● **EXTRACT TO READ**
# pass / fail letter question????



## mot14 (Dec 20, 2009)

do both the pass letter or a fail letter come in a standard envelope? Do you get a certificate if you pass the FE? If so, how do you get it????

Thanks


----------



## snickerd3 (Dec 20, 2009)

depends on the state.


----------



## mot14 (Dec 20, 2009)

North Carolina? Thanks in advance.......


----------



## PA_Mining_Engr (Dec 22, 2009)

mot14 said:


> do both the pass letter or a fail letter come in a standard envelope? Do you get a certificate if you pass the FE? If so, how do you get it????
> Thanks


I sat for the FE in West Va and the happy results came in a large envelope (contains your EIT certificate). A standard sized envelope meant bad news. Not sure if this is standard among other states.


----------



## wvgirl14 (Dec 22, 2009)

PA_Mining_Engr said:


> mot14 said:
> 
> 
> > do both the pass letter or a fail letter come in a standard envelope? Do you get a certificate if you pass the FE? If so, how do you get it????
> ...


I sat too and got a fail letter in large envelope this time, so it doesn't matter.


----------



## A.O. (Dec 22, 2009)

● **DATASET EXCERPT**

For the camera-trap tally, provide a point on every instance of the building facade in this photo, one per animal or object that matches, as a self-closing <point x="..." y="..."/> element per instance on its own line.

● **PROBLEM DETAILS**
In the forum thread on pass and fail letters, what did PA_Mining_Engr say the large envelope from West Va contained?

● **RESPONSE TO THIS TASK**
The EIT certificate.